Passage given:
Skip to content

TACC/abaco

 
 

Repository files navigation

Abaco

Actor Based Co(mputing)ntainers: Functions-as-a-service using the Actor model.

DOCS DOI

Intro

Abaco is a web service and distributed system that combines the actor model of concurrent computation, Linux containers into a web services platform that provides functions-as-a-service. In Abaco, actor registered in the system is associated with a Docker image. Actor containers are executed in response to messages posted to their inbox which itself is given by a URI exposed via Abaco. In the process of executing the actor container, state, logs and execution statistics are collected. Many aspects of the system are configurable.

Quickstart

Usage Workflow

  1. Deploy a development version of the Abaco stack using docker-compose. First, change into the project root and export the following variable so that abaco containers know where to find the example configuration file

    $ export abaco_path=$(pwd)

[Recorded data]
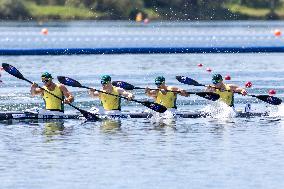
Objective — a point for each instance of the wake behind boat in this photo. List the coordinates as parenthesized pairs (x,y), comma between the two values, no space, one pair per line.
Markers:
(28,115)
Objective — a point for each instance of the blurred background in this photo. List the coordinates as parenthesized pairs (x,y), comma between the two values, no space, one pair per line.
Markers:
(46,10)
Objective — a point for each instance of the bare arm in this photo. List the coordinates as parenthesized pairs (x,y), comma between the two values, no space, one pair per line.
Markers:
(210,89)
(151,93)
(69,97)
(124,93)
(35,90)
(237,89)
(179,91)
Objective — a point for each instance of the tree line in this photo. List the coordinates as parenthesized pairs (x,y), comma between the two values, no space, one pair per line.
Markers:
(127,9)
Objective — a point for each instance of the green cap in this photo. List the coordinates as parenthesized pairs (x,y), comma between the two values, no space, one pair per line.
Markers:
(105,79)
(159,80)
(46,75)
(217,78)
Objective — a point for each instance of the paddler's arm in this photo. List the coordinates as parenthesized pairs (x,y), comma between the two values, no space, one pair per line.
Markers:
(179,91)
(69,97)
(124,93)
(151,93)
(210,88)
(35,90)
(93,93)
(237,89)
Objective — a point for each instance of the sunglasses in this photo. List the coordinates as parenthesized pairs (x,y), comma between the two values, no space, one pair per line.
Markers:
(158,84)
(216,81)
(45,80)
(104,82)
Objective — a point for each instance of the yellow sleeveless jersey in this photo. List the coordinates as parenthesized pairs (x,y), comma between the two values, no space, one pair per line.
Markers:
(226,96)
(110,102)
(168,100)
(51,102)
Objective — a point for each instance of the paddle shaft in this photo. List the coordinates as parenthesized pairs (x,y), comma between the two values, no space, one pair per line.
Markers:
(138,101)
(167,90)
(198,84)
(53,94)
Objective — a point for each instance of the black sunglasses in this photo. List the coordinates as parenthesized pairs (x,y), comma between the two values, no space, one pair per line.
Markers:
(45,80)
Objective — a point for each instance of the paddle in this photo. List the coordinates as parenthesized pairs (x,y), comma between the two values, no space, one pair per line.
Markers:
(266,98)
(206,95)
(16,73)
(73,83)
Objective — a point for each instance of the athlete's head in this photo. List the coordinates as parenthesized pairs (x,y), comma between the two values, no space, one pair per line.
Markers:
(46,77)
(105,79)
(217,78)
(159,81)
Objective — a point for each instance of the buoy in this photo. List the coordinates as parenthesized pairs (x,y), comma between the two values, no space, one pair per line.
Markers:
(277,33)
(248,84)
(139,17)
(272,92)
(44,31)
(227,77)
(146,21)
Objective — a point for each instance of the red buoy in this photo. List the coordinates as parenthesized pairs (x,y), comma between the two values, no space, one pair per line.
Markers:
(44,31)
(248,84)
(277,33)
(272,92)
(227,77)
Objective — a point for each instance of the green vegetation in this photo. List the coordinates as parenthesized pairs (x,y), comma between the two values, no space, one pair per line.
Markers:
(60,12)
(153,9)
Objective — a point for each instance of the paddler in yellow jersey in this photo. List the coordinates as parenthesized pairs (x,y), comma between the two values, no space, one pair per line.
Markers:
(111,104)
(226,91)
(52,103)
(165,95)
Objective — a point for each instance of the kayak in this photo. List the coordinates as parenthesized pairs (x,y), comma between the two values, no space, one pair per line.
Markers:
(62,116)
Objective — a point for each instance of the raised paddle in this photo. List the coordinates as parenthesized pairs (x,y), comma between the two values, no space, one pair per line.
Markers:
(266,98)
(16,73)
(206,95)
(73,83)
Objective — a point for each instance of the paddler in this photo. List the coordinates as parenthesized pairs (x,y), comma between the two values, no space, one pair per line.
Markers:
(52,103)
(165,95)
(226,91)
(111,104)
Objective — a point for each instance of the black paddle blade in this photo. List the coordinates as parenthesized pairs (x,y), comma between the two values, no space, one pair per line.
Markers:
(68,81)
(188,81)
(154,106)
(12,70)
(269,99)
(123,85)
(90,116)
(209,95)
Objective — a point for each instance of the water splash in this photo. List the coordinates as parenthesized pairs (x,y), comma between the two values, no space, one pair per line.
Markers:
(219,110)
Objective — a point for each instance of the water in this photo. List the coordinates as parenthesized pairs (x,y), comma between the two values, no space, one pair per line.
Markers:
(140,153)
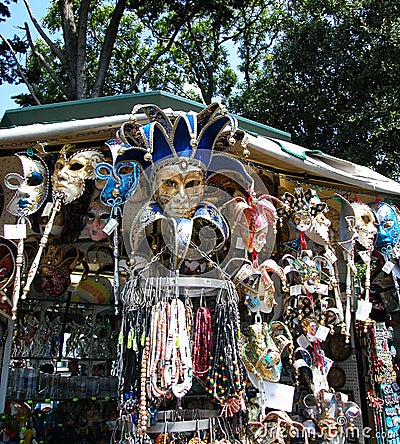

Problem to work on:
According to the Abaco page, what is each actor registered in the system associated with?

Result:
A Docker image.